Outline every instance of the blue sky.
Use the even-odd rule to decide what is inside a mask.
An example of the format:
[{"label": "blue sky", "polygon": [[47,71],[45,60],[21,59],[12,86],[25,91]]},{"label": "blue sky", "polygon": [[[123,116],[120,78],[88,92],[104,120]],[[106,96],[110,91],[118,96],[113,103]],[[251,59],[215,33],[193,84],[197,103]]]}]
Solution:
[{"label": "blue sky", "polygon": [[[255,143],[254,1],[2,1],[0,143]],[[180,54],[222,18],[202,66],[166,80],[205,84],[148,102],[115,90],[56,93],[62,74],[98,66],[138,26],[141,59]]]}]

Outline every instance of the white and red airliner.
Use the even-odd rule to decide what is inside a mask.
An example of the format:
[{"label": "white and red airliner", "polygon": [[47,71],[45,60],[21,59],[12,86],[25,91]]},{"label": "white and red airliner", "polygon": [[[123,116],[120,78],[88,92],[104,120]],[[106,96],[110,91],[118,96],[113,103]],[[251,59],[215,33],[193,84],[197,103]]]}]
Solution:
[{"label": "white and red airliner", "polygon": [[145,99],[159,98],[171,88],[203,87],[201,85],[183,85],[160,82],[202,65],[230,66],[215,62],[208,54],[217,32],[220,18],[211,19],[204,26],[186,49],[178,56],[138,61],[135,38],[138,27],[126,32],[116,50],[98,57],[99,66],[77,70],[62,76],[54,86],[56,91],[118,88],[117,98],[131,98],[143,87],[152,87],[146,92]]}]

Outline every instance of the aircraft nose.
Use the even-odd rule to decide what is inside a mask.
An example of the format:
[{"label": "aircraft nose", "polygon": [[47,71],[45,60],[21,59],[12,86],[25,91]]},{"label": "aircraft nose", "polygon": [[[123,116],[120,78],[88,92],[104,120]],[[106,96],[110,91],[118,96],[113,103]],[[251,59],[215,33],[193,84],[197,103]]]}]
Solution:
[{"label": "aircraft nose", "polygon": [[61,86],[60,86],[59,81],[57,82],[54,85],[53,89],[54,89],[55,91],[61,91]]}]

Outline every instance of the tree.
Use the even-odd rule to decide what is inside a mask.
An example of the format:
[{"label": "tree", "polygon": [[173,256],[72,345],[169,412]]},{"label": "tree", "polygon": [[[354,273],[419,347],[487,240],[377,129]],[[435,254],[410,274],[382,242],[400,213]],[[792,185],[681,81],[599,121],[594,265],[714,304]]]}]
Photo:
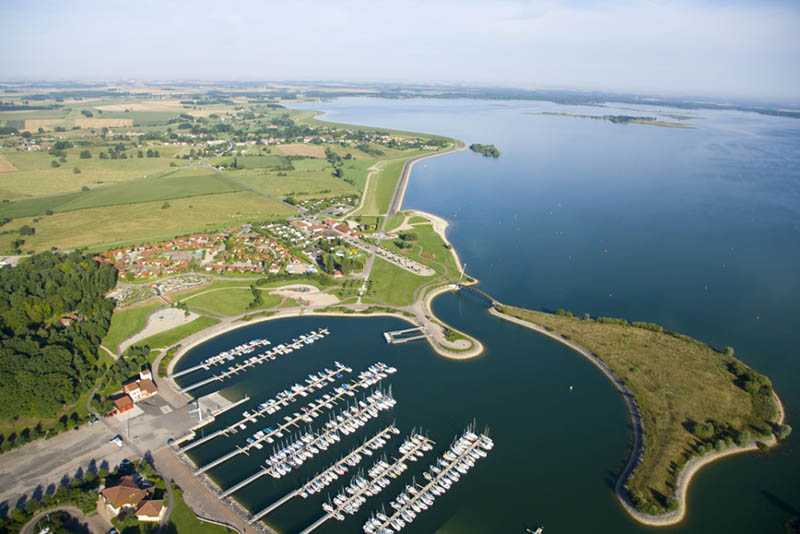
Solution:
[{"label": "tree", "polygon": [[749,430],[744,429],[736,433],[736,444],[740,447],[748,445],[753,440],[753,434]]},{"label": "tree", "polygon": [[695,423],[692,425],[692,434],[700,439],[710,439],[714,436],[714,425],[711,423]]}]

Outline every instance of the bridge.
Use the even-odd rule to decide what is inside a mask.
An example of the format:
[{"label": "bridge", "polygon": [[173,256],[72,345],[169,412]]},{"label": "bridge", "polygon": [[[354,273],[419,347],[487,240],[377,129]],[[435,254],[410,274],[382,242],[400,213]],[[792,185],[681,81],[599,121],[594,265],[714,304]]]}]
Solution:
[{"label": "bridge", "polygon": [[492,307],[500,306],[500,301],[496,300],[493,296],[491,296],[486,291],[478,289],[477,287],[472,286],[472,285],[462,284],[461,282],[456,283],[456,286],[458,286],[459,289],[466,289],[467,291],[472,291],[476,295],[478,295],[480,297],[483,297],[484,299],[489,301],[489,304],[491,304]]}]

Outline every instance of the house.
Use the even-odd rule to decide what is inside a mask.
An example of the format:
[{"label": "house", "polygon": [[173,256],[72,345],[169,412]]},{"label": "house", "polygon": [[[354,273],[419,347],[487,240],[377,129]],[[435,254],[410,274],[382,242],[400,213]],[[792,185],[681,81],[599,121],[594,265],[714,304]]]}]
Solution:
[{"label": "house", "polygon": [[166,511],[163,500],[149,499],[143,501],[136,509],[136,518],[139,521],[160,522],[164,519]]},{"label": "house", "polygon": [[123,395],[118,399],[114,399],[114,408],[116,408],[119,413],[127,412],[133,408],[133,400],[128,395]]},{"label": "house", "polygon": [[124,476],[116,486],[100,491],[100,498],[112,517],[122,511],[135,512],[149,496],[150,491],[139,488],[131,476]]}]

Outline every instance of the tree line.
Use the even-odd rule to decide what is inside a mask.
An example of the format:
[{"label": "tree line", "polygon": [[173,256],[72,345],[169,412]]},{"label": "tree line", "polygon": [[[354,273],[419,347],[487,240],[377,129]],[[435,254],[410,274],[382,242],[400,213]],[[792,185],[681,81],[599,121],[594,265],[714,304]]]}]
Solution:
[{"label": "tree line", "polygon": [[110,264],[77,252],[0,270],[0,417],[54,417],[94,385],[116,283]]}]

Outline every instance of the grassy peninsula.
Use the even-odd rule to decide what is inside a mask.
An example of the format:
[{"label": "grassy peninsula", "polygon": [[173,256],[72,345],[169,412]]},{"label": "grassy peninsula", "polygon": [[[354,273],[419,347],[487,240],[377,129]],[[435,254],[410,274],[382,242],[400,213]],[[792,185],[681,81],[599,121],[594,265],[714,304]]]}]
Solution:
[{"label": "grassy peninsula", "polygon": [[472,143],[469,145],[469,149],[473,152],[477,152],[481,154],[483,157],[486,158],[499,158],[500,151],[494,145],[481,145],[478,143]]},{"label": "grassy peninsula", "polygon": [[550,115],[555,117],[574,117],[578,119],[595,119],[611,121],[615,124],[647,124],[650,126],[661,126],[662,128],[691,128],[679,122],[667,122],[658,120],[656,117],[638,117],[635,115],[581,115],[579,113],[556,113],[553,111],[540,111],[534,115]]},{"label": "grassy peninsula", "polygon": [[733,355],[652,323],[577,318],[511,306],[500,313],[540,325],[597,356],[632,393],[641,412],[644,450],[627,480],[639,512],[678,508],[677,479],[692,458],[779,436],[770,380]]}]

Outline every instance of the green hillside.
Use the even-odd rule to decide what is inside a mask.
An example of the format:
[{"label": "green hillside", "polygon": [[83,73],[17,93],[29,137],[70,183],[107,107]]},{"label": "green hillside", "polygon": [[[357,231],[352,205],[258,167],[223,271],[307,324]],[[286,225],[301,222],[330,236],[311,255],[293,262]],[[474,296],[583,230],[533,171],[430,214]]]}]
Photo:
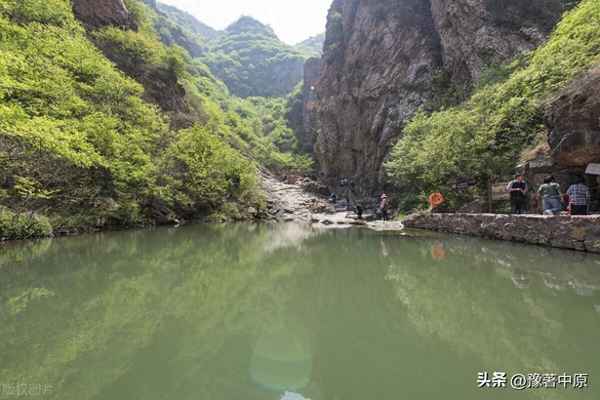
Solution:
[{"label": "green hillside", "polygon": [[[293,162],[251,103],[160,42],[150,7],[127,5],[139,31],[86,34],[68,0],[0,0],[0,237],[45,234],[48,223],[67,233],[244,218],[264,201],[257,163]],[[184,89],[174,107],[191,120],[174,123],[176,112],[148,99],[147,82],[117,69],[89,37],[119,65],[174,79]]]},{"label": "green hillside", "polygon": [[202,60],[236,96],[285,96],[302,80],[306,56],[273,30],[242,17],[210,44]]}]

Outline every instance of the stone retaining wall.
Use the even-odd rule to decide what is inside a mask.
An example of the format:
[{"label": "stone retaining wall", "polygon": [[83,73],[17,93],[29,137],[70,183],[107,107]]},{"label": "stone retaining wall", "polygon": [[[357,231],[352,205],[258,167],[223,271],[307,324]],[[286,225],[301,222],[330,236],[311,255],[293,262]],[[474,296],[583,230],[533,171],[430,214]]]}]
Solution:
[{"label": "stone retaining wall", "polygon": [[414,214],[404,226],[600,253],[600,216]]}]

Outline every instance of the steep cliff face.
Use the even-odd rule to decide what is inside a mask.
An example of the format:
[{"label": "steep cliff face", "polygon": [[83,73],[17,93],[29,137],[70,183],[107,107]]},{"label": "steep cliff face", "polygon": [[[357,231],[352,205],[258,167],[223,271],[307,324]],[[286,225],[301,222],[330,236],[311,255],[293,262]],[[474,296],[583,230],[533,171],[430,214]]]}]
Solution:
[{"label": "steep cliff face", "polygon": [[315,88],[321,72],[321,59],[309,58],[304,64],[302,90],[288,100],[287,120],[298,139],[300,151],[312,154],[318,133]]},{"label": "steep cliff face", "polygon": [[600,66],[573,81],[547,107],[549,144],[561,167],[600,162]]},{"label": "steep cliff face", "polygon": [[441,62],[428,2],[334,1],[316,89],[316,156],[326,183],[378,179],[402,123],[429,99]]},{"label": "steep cliff face", "polygon": [[472,83],[497,65],[538,47],[562,12],[559,0],[431,0],[444,66]]},{"label": "steep cliff face", "polygon": [[123,0],[73,0],[73,11],[90,28],[111,25],[137,29]]},{"label": "steep cliff face", "polygon": [[365,188],[420,108],[441,86],[468,88],[487,66],[537,47],[561,0],[335,0],[328,17],[316,106],[322,178]]}]

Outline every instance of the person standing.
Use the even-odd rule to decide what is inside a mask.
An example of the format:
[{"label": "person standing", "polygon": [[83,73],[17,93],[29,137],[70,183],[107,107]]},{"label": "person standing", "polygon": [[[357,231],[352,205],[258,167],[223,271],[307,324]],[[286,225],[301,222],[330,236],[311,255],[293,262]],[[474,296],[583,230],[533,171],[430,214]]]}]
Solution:
[{"label": "person standing", "polygon": [[377,213],[381,216],[381,219],[384,221],[387,221],[389,219],[388,206],[389,203],[387,194],[383,193],[379,201],[379,208],[377,209]]},{"label": "person standing", "polygon": [[517,175],[508,184],[506,190],[510,193],[510,204],[513,214],[527,214],[527,182],[523,175]]},{"label": "person standing", "polygon": [[587,215],[590,208],[590,189],[585,185],[583,177],[576,178],[575,183],[567,190],[571,215]]},{"label": "person standing", "polygon": [[544,179],[538,194],[542,198],[545,215],[559,215],[562,211],[560,185],[553,176]]}]

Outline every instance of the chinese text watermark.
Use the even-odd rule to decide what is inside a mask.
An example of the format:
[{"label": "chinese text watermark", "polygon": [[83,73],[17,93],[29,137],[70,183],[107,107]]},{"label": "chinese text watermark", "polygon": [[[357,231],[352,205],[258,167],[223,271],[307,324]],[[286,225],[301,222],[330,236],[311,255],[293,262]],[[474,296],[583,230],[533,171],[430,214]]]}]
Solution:
[{"label": "chinese text watermark", "polygon": [[53,391],[53,385],[44,383],[0,383],[0,399],[45,396]]},{"label": "chinese text watermark", "polygon": [[506,372],[479,372],[477,386],[481,389],[572,389],[584,390],[590,387],[589,374],[512,374]]}]

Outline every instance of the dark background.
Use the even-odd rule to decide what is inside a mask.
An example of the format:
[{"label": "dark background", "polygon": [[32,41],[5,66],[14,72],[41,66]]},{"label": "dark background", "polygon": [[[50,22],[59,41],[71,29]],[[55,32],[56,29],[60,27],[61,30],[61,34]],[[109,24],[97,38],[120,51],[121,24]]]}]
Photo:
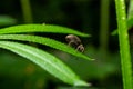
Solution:
[{"label": "dark background", "polygon": [[[25,22],[23,19],[20,0],[0,0],[0,20],[1,16],[8,16],[11,19],[9,24],[0,24],[1,28],[23,23],[45,23],[73,28],[92,36],[81,39],[85,47],[84,55],[96,59],[95,61],[85,61],[38,44],[41,49],[62,59],[82,79],[92,83],[91,88],[71,88],[31,61],[0,49],[0,89],[122,89],[117,36],[111,36],[111,32],[116,29],[115,4],[114,0],[109,1],[109,28],[105,29],[108,34],[103,33],[108,40],[103,40],[106,46],[104,48],[104,43],[102,46],[102,39],[100,39],[101,21],[104,21],[101,19],[101,0],[30,0],[32,22]],[[129,1],[126,1],[127,3]],[[65,34],[39,34],[65,42]]]}]

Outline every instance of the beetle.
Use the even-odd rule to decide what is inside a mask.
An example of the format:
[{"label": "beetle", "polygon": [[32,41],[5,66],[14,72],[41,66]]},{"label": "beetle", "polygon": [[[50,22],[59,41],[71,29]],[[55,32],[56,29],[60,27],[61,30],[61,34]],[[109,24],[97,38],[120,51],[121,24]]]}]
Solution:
^^^^
## AIM OF THE TASK
Output verbatim the lines beginning at the line with "Outline every instance of the chinese" and ending at the last line of the material above, inclusive. Do not carry over any pictures.

## IN RESPONSE
Outline every instance of the chinese text watermark.
Use the even-odd rule to decide what is inside a mask.
An example of the format:
[{"label": "chinese text watermark", "polygon": [[83,73],[17,93],[29,137],[70,183],[107,107]]},{"label": "chinese text watermark", "polygon": [[[357,231],[352,205],[258,167],[223,271],[307,324]],[[286,225],[301,222],[330,236],[311,255],[293,262]],[[474,296],[583,230],[533,171],[430,214]]]}]
Solution:
[{"label": "chinese text watermark", "polygon": [[53,391],[53,385],[44,383],[0,383],[0,399],[45,396]]},{"label": "chinese text watermark", "polygon": [[506,372],[479,372],[477,386],[481,389],[572,389],[584,390],[590,387],[589,374],[512,374]]}]

Outline every instance of the dark background.
Use the even-odd rule to decide what is inside a mask.
An example of the format:
[{"label": "dark background", "polygon": [[32,41],[5,66],[14,72],[41,66]]},{"label": "dark background", "polygon": [[[50,22],[59,41],[71,29]],[[55,32],[56,29],[60,27],[61,30],[61,34]],[[109,24],[97,38],[120,51],[121,24]]]}]
Photo:
Solution:
[{"label": "dark background", "polygon": [[[25,22],[23,19],[20,0],[0,0],[0,20],[1,16],[8,16],[11,19],[9,24],[0,24],[1,28],[23,23],[45,23],[73,28],[92,36],[81,39],[85,47],[84,55],[96,59],[95,61],[85,61],[38,44],[41,49],[62,59],[82,79],[92,83],[91,88],[71,88],[31,61],[0,49],[0,89],[122,89],[117,36],[111,36],[111,32],[116,29],[115,4],[114,0],[109,1],[109,28],[105,29],[108,34],[103,33],[108,40],[103,40],[106,46],[104,48],[104,43],[102,46],[102,39],[100,39],[101,21],[104,21],[101,19],[101,0],[30,0],[32,22]],[[129,1],[126,1],[127,3]],[[65,34],[39,34],[65,42]]]}]

Outline every instance of the beetle.
Use the even-odd rule to decide what is inside a mask.
An example of the format:
[{"label": "beetle", "polygon": [[32,41],[5,66],[14,72],[41,66]]},{"label": "beetle", "polygon": [[[50,22],[59,41],[71,29]],[[55,32],[56,29],[60,27],[61,30],[61,34]],[[109,24],[97,38],[120,51],[121,24]]]}]
Solution:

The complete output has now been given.